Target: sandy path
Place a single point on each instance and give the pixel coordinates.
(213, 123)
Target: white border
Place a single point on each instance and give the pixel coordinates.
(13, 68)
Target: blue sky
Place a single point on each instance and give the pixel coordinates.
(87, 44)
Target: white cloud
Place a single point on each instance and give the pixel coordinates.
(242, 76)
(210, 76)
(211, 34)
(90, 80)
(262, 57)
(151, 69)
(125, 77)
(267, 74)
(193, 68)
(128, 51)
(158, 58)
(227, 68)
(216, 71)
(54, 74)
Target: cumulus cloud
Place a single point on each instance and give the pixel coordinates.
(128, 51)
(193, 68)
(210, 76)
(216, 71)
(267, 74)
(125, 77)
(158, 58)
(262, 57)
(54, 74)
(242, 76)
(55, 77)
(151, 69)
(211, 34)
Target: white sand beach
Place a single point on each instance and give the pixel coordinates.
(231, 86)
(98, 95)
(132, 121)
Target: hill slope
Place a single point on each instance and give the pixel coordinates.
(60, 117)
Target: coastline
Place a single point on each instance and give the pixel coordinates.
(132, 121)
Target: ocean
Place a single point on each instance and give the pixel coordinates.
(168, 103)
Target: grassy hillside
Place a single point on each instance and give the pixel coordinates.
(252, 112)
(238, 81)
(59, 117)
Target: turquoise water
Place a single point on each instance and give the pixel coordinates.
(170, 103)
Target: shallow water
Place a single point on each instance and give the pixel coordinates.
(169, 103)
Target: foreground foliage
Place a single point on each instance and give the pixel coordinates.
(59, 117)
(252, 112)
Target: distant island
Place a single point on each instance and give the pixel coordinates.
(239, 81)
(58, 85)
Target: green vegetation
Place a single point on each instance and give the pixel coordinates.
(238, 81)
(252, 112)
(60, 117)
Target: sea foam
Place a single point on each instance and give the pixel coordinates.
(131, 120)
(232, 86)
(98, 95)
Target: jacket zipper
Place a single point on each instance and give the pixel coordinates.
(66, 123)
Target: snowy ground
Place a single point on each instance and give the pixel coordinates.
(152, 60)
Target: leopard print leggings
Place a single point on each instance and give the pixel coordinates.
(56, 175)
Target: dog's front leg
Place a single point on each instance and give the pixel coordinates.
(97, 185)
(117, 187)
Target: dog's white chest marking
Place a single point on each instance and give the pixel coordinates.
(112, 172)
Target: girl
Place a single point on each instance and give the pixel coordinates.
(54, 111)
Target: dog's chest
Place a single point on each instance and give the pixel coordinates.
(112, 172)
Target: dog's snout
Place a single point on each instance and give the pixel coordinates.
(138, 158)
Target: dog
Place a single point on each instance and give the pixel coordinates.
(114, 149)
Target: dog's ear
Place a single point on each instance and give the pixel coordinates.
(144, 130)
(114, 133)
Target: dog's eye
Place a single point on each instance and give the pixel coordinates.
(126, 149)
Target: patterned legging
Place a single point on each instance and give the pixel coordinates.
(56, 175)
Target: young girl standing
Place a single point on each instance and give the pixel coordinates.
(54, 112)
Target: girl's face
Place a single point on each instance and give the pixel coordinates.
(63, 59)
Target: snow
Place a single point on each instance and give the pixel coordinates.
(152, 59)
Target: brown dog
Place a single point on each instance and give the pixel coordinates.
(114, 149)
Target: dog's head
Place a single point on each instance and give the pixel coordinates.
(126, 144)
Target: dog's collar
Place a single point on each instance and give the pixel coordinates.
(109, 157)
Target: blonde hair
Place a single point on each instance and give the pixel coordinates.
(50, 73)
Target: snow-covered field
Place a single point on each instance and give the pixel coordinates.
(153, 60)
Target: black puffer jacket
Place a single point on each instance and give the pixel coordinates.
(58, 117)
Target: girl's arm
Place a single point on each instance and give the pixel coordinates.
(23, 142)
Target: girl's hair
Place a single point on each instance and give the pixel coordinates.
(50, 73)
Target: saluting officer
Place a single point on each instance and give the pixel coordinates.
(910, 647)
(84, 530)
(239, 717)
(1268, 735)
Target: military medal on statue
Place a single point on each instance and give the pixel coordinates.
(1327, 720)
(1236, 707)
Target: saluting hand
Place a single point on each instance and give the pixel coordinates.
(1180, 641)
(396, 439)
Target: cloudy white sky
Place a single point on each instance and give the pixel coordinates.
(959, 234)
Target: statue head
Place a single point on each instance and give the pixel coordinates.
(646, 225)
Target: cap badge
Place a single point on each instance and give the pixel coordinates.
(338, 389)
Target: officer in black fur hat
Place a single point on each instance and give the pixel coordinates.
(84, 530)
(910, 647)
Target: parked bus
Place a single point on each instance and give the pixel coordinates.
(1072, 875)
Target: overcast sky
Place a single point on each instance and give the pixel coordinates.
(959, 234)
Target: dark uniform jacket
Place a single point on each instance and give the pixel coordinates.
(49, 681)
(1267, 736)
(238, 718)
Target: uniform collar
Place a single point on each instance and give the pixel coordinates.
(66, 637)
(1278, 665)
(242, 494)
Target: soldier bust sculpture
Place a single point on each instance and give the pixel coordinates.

_____

▶ _Problem to work on_:
Reproduce every line of the listing above, substituting "image coordinates" for "pixel coordinates" wherever it occurs and leaving everything else unchanged.

▶ _Solved problem_:
Target: sandy path
Place a single point on each instance and give the image coordinates.
(213, 123)
Target: white border
Place a single point on each instance and give the image coordinates.
(13, 68)
Target: blue sky
Place a single point on each instance and give the image coordinates.
(87, 44)
Target: white cloud
Place a single point on each instance and give the image coordinates.
(242, 76)
(210, 76)
(211, 34)
(90, 80)
(262, 57)
(151, 69)
(125, 77)
(267, 74)
(193, 68)
(128, 51)
(158, 58)
(227, 68)
(216, 71)
(54, 74)
Target: cumulus cloud
Place a single point on each instance and give the image coordinates.
(128, 51)
(193, 68)
(210, 76)
(216, 71)
(267, 74)
(125, 77)
(158, 58)
(262, 57)
(54, 74)
(242, 76)
(55, 77)
(151, 69)
(211, 34)
Target: white sand beach
Place a single point on each instance and give the image coordinates.
(231, 86)
(98, 95)
(132, 121)
Target: hill slope
Place a single point on each instance and give the image coordinates.
(60, 117)
Target: coastline
Place a single point on each instance and give the image coordinates.
(132, 121)
Target: ocean
Place a single point on each instance and give the image coordinates.
(168, 103)
Target: grassy hillside
Place a single point on each instance and give the image coordinates.
(252, 112)
(238, 81)
(59, 117)
Target: turquoise water
Place a single point on each instance and give the image coordinates.
(170, 103)
Target: shallow water
Place a single point on each instance and give the image coordinates.
(169, 103)
Target: foreground foliage
Place a single point on each instance and give the image coordinates.
(59, 117)
(252, 112)
Target: distant island
Place a single point on each instance and give the image coordinates.
(239, 81)
(58, 85)
Target: green vegetation
Place a single point on each instance and give the image coordinates.
(238, 81)
(252, 112)
(60, 117)
Target: sea foam
Place a single point on each instance and give the image coordinates.
(131, 120)
(232, 86)
(98, 95)
Target: jacket zipper
Place a single point on each instance and give the image coordinates.
(66, 123)
Target: snowy ground
Place a single point on each instance and give the image coordinates.
(152, 60)
Target: leopard print leggings
Place a single point on each instance and give the image coordinates.
(56, 175)
Target: dog's front leg
Place a single point on each instance and give the image coordinates.
(97, 185)
(117, 187)
Target: dog's white chest marking
Place a single point on each instance and give the image coordinates.
(112, 172)
Target: girl
Place a single point on each instance and give the image coordinates.
(54, 111)
Target: dog's chest
Place a single point on each instance and give the image coordinates.
(112, 172)
Target: dog's snout
Place a single point on each instance and give the image coordinates.
(138, 158)
Target: dog
Place a single point on each instance and give the image coordinates.
(114, 149)
Target: dog's ear
Place a single point on each instance and give the image coordinates.
(144, 130)
(114, 133)
Target: dog's eye
Place a single point on each instance and give the image coordinates.
(126, 149)
Target: patterned legging
Place a single point on each instance and give the image coordinates.
(56, 175)
Target: young girl standing
Place a single point on each instance and give the image coordinates.
(54, 112)
Target: girl's face
Place a single point on each instance and give the image coordinates.
(63, 59)
Target: snow
Place a single point on each instance and give the image coordinates.
(152, 59)
Target: brown dog
Place a single point on each instance and give the image coordinates.
(114, 149)
Target: dog's head
Place a single point on each instance and give the image coordinates.
(126, 144)
Target: dog's collar
Place a single point on each instance and give the image coordinates.
(109, 157)
Target: blonde hair
Place a single point on each instance and give the image coordinates.
(50, 73)
Target: snow-covered field
Place a single point on each instance and give the image coordinates.
(153, 60)
Target: black puffer jacket
Place a single point on each instance and give the image coordinates.
(58, 117)
Target: girl's arm
Place a single point on each instance and give the image coordinates.
(23, 142)
Target: girl's hair
Place a single point on each instance and give the image coordinates.
(50, 73)
Target: saluting officer
Place a single point on each instance and give the image coordinates.
(910, 647)
(84, 530)
(239, 717)
(1268, 735)
Target: military medal on statue
Place a single point on each instance and give the image coordinates.
(1327, 720)
(1236, 707)
Target: saluting hand
Place a single point on each instance and give the image coordinates.
(1180, 641)
(396, 439)
Target: cloudy white sky
Place a single point on each instance and give the image coordinates.
(959, 234)
Target: statue head
Place a single point on each instance and give the image coordinates.
(646, 225)
Target: cap badge
Place a single point on each instance and give the image coordinates.
(338, 389)
Target: officer in black fur hat
Place a single point on each instance and give the image coordinates.
(84, 530)
(910, 647)
Target: parked bus
Place a single point on each instance and give the image coordinates.
(1072, 875)
Target: overcast sky
Place a single point on each instance and give the image coordinates.
(959, 234)
Target: dark uniform jacket
Place a single point on each instance and give the image coordinates.
(49, 681)
(1267, 736)
(238, 718)
Target: uniform collar
Place a single point on each instance and give the image coordinates.
(66, 637)
(1278, 665)
(242, 494)
Target: soldier bust sculpture
Place a single point on each instance and give the image coordinates.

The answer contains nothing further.